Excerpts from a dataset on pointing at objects
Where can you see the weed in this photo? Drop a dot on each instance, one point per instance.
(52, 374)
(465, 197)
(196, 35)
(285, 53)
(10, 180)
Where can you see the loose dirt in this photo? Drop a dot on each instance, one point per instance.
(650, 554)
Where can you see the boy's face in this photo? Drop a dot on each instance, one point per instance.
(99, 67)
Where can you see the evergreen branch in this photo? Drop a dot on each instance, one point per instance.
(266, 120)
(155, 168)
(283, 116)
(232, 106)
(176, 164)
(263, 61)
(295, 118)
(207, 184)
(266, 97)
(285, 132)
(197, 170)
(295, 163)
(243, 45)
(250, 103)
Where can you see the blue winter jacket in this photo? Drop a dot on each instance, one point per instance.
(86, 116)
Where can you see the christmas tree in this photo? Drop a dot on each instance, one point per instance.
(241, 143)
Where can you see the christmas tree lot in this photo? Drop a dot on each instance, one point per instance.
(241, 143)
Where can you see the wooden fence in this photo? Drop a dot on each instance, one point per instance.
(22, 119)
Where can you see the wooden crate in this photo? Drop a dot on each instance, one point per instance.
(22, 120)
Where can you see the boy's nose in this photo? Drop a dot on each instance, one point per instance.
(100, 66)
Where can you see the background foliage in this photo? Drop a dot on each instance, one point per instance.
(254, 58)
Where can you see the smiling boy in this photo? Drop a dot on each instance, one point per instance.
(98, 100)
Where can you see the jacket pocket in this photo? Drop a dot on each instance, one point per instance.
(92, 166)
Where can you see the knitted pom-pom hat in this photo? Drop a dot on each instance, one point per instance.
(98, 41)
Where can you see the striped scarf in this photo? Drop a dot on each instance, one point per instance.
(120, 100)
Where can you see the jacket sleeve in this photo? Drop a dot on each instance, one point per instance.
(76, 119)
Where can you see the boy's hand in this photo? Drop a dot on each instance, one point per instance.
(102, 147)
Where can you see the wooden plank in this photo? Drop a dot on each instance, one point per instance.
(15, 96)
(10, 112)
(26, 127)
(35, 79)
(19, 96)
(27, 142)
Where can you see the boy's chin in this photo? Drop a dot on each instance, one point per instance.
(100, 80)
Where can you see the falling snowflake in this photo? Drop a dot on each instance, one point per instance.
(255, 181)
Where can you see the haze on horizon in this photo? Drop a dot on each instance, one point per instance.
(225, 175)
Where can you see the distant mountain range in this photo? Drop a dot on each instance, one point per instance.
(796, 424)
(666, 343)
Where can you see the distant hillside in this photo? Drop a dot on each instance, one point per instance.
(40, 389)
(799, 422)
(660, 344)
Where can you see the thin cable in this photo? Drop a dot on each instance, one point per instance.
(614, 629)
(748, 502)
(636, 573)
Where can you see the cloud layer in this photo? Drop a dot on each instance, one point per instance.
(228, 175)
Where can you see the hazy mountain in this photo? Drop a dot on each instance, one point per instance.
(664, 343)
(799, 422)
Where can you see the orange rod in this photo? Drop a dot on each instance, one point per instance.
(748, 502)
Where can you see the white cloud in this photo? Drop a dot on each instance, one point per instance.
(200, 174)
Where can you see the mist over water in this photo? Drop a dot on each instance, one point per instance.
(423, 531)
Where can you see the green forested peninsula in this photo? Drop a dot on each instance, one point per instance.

Directions – Could you write out the data word for word, beginning at the line that contains "Where can you see the distant hillside" and continuing through the last line of the data?

Response –
Where can you see the distant hillside in this photo? Drop a dot on each instance, one point per instance.
(40, 389)
(799, 422)
(660, 344)
Where can you see the thin cable in this photo? Drop a dot on each instance, one point per instance.
(614, 629)
(748, 502)
(636, 573)
Where can you see the cloud layer in this photo? Drop a dot on each instance, one point per instance.
(228, 175)
Where can you see the hazy mountain in this photo? Drop a dot on each instance, one point per instance.
(664, 343)
(799, 422)
Where can you see the orange rod in this photo? Drop a dot on each instance, one point per instance.
(748, 502)
Where can you see the white cloud in this photo? Drop a dot on each instance, one point per instance.
(200, 174)
Where can you see the mist over water in this photo? Drop a dot on each instance, one point per instance.
(423, 531)
Where can you see the green forested peninsula in this photo? Drop a dot on each instance, one point per instance.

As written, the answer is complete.